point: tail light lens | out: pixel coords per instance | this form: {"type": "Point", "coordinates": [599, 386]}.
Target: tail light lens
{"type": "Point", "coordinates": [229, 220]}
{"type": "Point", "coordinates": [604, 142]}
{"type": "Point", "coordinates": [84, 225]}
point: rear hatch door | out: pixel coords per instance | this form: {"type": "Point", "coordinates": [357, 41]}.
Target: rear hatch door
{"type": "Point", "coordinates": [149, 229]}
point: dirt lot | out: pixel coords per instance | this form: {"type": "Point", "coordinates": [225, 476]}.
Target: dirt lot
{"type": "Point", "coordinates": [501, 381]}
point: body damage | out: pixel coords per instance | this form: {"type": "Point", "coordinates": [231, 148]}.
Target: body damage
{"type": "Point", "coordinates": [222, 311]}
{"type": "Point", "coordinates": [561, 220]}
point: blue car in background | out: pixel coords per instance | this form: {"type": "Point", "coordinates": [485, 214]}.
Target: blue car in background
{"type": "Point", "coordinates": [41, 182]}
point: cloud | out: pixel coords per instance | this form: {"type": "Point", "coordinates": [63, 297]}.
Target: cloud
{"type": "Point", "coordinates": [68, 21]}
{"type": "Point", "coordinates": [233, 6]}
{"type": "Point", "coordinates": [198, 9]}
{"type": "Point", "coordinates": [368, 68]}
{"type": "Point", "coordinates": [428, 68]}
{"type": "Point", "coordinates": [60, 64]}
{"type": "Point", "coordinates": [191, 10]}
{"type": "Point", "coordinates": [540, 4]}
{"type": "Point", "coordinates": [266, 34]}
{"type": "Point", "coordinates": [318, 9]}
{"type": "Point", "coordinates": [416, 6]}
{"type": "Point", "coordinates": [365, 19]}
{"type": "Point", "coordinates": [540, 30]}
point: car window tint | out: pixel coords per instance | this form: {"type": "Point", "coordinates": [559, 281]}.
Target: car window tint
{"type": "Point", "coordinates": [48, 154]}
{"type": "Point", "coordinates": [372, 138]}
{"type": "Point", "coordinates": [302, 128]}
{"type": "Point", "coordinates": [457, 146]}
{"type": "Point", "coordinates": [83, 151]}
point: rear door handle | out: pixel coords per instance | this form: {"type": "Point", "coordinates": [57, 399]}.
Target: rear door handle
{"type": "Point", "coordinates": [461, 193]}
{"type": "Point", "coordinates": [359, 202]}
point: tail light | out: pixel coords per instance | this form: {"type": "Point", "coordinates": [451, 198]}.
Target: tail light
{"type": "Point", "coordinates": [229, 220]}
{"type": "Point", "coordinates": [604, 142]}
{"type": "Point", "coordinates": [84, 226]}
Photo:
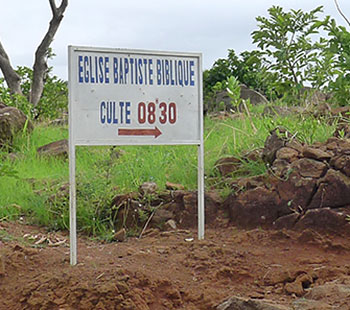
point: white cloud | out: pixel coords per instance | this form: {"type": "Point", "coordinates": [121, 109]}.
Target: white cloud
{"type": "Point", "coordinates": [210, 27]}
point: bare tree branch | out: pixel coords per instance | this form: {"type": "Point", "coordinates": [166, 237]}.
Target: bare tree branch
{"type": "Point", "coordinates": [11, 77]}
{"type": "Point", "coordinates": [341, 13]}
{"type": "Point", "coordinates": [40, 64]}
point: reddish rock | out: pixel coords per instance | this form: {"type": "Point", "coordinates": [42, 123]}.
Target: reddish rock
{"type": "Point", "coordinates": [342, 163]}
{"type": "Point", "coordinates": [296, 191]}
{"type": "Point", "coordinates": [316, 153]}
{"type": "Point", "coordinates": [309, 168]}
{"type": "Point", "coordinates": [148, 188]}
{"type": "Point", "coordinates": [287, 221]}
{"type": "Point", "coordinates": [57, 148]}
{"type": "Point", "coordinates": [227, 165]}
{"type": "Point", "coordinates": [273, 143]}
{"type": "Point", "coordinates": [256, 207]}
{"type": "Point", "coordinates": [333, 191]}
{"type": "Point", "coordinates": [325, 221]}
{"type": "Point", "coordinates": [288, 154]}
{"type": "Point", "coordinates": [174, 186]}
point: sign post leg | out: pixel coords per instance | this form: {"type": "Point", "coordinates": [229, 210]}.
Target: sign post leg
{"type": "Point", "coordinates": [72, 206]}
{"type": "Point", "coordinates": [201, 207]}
^^^^
Duplicate the entries word for word, beginning at the line that contains "point: reddish rock" and continuing through the last line of the entries, with both ends included.

→ SOLUTION
point: reddish rock | out: pixel coords per instance | this form: {"type": "Point", "coordinates": [42, 123]}.
Target: reddish rock
{"type": "Point", "coordinates": [342, 163]}
{"type": "Point", "coordinates": [296, 191]}
{"type": "Point", "coordinates": [316, 153]}
{"type": "Point", "coordinates": [309, 168]}
{"type": "Point", "coordinates": [148, 188]}
{"type": "Point", "coordinates": [287, 221]}
{"type": "Point", "coordinates": [57, 148]}
{"type": "Point", "coordinates": [227, 165]}
{"type": "Point", "coordinates": [273, 143]}
{"type": "Point", "coordinates": [256, 207]}
{"type": "Point", "coordinates": [333, 191]}
{"type": "Point", "coordinates": [325, 221]}
{"type": "Point", "coordinates": [288, 154]}
{"type": "Point", "coordinates": [174, 186]}
point: sign post leg | out: pixel coords per instance | this form: {"type": "Point", "coordinates": [229, 210]}.
Target: sign post leg
{"type": "Point", "coordinates": [72, 206]}
{"type": "Point", "coordinates": [201, 207]}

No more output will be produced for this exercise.